● What is expected:
From the line with "khaki pants |" through the final line, please write out the listing exactly, including both of those lines.

● Records:
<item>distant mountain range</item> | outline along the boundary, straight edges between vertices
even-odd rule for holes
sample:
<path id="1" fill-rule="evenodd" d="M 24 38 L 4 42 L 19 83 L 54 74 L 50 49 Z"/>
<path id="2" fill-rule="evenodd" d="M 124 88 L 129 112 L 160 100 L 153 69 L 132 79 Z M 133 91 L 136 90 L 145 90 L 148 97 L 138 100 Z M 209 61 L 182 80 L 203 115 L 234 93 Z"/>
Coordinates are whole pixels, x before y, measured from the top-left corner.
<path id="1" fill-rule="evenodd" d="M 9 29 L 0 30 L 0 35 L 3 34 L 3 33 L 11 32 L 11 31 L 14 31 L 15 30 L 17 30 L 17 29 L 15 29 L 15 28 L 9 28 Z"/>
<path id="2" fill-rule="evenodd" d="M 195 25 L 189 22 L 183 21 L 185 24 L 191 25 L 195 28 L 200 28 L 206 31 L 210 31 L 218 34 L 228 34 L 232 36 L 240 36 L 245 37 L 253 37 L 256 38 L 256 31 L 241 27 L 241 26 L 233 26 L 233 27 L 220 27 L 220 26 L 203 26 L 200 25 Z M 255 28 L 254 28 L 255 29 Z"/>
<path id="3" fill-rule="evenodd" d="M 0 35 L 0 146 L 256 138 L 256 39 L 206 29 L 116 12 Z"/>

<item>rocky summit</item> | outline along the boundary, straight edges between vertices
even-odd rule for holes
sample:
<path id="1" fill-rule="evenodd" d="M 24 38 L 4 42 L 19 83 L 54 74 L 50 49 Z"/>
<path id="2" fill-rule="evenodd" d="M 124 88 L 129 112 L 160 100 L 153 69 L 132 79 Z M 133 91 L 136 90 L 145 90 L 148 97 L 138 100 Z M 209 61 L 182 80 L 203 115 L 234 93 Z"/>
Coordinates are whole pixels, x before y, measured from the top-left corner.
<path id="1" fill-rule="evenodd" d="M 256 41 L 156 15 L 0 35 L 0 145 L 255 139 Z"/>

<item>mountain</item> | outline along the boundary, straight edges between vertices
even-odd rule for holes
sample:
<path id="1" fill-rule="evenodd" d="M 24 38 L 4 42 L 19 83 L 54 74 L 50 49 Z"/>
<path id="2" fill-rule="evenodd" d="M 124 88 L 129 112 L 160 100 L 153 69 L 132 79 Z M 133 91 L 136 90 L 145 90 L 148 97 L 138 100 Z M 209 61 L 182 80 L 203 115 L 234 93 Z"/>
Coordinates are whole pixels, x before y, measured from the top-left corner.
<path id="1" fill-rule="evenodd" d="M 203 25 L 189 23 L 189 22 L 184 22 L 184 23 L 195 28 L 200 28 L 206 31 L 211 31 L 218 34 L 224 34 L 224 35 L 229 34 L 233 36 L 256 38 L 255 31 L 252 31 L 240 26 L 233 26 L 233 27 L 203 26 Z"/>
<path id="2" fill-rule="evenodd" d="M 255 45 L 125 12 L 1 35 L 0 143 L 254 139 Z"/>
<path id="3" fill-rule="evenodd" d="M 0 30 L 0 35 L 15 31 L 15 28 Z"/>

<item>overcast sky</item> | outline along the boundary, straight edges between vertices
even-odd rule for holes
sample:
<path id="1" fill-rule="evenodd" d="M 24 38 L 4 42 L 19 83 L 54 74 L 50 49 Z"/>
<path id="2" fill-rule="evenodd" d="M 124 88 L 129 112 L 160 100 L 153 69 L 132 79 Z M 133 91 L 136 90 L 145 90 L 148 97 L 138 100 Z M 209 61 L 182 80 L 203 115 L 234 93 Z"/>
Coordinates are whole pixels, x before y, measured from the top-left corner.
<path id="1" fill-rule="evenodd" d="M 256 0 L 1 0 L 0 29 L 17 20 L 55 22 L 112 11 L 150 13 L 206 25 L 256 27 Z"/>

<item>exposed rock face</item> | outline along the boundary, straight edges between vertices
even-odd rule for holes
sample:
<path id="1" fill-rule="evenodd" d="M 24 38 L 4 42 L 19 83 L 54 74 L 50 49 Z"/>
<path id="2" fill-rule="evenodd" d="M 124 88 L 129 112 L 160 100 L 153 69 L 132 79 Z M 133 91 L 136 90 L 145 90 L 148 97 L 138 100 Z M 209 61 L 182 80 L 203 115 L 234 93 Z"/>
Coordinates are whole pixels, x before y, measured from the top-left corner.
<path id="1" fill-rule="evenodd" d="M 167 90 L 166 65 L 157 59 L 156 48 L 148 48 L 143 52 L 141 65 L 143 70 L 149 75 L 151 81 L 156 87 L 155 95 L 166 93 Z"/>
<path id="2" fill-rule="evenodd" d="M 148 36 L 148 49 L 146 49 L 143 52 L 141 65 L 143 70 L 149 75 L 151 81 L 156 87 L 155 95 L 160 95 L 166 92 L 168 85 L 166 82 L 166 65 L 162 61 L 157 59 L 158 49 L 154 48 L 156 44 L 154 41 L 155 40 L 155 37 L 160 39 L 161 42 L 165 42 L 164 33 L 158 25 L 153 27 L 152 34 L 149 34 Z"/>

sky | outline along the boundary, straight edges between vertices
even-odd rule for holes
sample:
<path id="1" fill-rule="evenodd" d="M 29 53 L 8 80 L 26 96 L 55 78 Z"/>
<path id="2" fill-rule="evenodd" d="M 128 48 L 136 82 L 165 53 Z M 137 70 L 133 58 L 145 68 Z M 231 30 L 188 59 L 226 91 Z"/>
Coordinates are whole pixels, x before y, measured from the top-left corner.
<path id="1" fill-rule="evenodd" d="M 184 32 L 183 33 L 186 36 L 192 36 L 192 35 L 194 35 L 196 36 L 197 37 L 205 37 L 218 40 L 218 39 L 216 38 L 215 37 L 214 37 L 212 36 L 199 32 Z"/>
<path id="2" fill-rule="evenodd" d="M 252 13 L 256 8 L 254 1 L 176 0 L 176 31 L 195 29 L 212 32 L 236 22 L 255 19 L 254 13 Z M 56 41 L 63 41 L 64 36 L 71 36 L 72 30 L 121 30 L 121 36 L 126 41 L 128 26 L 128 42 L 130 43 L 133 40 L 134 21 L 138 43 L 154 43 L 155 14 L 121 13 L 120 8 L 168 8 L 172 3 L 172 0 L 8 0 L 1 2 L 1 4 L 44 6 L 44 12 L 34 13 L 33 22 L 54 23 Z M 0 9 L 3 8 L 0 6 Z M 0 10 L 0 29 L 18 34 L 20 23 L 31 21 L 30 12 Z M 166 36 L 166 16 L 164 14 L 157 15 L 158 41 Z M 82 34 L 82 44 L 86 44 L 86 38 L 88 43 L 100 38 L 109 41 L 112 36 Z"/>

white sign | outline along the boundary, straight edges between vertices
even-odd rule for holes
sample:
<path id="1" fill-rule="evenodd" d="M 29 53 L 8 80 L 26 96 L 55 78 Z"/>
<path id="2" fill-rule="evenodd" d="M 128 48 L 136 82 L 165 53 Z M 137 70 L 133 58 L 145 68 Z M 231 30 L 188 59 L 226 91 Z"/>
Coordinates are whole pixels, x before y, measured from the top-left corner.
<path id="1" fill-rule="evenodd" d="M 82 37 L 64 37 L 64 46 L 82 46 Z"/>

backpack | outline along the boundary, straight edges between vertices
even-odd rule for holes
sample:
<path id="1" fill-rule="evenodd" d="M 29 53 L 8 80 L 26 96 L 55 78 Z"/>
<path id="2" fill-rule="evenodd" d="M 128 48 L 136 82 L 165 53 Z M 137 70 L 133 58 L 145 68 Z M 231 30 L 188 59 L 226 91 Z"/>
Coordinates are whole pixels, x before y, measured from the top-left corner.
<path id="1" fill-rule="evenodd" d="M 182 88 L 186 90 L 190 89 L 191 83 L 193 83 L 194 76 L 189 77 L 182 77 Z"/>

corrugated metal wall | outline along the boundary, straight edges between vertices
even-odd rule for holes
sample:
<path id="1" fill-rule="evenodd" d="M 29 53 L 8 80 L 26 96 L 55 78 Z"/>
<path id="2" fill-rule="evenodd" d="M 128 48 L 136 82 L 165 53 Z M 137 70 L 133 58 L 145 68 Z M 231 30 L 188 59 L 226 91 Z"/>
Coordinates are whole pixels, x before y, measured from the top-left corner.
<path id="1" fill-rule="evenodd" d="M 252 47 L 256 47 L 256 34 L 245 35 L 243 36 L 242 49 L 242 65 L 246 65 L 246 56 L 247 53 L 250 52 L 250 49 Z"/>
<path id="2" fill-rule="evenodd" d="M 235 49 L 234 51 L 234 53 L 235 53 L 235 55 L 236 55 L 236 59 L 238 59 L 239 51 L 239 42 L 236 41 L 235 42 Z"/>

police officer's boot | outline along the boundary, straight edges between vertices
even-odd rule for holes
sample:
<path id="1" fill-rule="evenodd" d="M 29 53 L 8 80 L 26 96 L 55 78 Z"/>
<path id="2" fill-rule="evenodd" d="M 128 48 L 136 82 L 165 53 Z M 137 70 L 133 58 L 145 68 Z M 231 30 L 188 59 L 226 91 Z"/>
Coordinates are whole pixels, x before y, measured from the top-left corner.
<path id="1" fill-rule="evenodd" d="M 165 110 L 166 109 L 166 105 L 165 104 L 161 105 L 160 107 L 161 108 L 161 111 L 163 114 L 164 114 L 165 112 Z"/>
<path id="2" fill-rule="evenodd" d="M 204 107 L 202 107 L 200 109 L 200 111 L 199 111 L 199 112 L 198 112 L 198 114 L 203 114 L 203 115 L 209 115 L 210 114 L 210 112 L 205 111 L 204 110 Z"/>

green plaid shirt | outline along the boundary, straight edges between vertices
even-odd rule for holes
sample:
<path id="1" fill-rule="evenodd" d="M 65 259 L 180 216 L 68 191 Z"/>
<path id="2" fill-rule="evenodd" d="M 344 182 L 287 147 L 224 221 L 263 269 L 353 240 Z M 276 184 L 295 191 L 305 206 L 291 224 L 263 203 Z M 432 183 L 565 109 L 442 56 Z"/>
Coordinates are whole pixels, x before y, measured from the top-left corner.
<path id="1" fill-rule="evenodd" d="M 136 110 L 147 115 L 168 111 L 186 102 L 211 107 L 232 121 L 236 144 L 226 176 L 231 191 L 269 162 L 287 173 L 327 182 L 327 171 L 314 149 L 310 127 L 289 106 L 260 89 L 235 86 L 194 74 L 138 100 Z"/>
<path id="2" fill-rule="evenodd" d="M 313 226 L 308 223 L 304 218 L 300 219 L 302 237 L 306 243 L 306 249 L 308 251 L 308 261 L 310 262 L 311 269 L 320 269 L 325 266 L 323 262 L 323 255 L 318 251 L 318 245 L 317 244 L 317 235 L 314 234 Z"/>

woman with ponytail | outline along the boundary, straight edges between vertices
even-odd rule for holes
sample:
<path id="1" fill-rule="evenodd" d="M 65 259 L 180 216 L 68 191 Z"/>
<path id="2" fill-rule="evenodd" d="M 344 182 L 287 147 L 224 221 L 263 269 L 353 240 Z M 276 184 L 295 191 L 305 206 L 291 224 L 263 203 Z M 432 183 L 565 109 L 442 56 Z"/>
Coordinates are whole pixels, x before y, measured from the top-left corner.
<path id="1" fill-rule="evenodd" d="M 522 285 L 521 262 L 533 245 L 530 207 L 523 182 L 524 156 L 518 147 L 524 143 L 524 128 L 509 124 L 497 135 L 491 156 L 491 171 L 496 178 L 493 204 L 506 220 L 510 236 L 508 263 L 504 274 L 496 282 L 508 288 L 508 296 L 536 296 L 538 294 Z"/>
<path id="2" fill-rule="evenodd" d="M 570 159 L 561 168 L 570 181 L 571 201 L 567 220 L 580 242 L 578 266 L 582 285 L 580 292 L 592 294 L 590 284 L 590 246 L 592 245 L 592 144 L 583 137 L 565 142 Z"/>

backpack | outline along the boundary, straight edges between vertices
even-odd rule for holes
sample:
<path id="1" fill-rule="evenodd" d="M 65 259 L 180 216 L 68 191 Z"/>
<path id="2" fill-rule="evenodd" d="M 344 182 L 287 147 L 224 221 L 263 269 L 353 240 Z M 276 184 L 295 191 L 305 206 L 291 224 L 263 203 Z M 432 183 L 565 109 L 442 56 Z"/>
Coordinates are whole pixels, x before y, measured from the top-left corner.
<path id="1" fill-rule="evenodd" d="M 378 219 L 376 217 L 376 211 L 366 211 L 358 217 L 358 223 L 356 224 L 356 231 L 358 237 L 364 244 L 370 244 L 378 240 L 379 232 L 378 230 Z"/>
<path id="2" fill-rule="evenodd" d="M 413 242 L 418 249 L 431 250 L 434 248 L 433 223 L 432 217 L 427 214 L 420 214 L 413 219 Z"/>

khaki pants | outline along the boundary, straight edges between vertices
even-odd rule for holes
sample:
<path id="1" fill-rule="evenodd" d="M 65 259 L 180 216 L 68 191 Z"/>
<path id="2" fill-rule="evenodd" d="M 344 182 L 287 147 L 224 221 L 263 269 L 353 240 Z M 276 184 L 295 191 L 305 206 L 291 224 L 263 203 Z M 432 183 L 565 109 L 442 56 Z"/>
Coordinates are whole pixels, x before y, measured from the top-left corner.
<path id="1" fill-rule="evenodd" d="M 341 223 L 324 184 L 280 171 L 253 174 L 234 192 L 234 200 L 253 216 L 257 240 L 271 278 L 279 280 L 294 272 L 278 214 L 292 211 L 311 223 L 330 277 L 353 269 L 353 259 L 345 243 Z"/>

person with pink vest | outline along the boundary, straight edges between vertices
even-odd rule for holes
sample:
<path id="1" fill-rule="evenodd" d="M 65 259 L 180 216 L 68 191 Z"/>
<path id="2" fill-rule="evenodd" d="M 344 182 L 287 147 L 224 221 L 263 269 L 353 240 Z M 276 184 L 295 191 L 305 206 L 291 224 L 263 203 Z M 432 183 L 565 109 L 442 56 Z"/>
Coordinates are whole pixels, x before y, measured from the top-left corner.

● Exercise solution:
khaki pants | outline along the boundary, straight edges between vertices
even-odd rule for holes
sample:
<path id="1" fill-rule="evenodd" d="M 65 259 L 180 216 L 68 191 Z"/>
<path id="2" fill-rule="evenodd" d="M 344 182 L 287 147 L 224 221 L 263 269 L 353 240 Z M 276 184 L 295 191 L 305 206 L 291 224 L 263 203 Z M 432 183 L 565 109 L 442 56 Z"/>
Coordinates are whole pixels, x before y, measured from the top-left corner.
<path id="1" fill-rule="evenodd" d="M 341 223 L 324 184 L 280 171 L 253 174 L 234 192 L 234 200 L 253 216 L 257 240 L 271 278 L 279 280 L 294 272 L 278 214 L 292 211 L 311 223 L 330 277 L 353 269 L 353 259 L 345 243 Z"/>

person with pink vest | outline along the boundary, straight edges between vertices
even-odd rule for holes
sample:
<path id="1" fill-rule="evenodd" d="M 65 259 L 180 216 L 68 191 Z"/>
<path id="2" fill-rule="evenodd" d="M 344 182 L 287 147 L 224 221 L 263 269 L 353 240 Z M 276 184 L 295 191 L 305 206 L 291 224 L 263 203 Z M 432 183 L 565 109 L 442 56 Z"/>
Coordinates are whole pixels, x before y, measured from the top-left corner.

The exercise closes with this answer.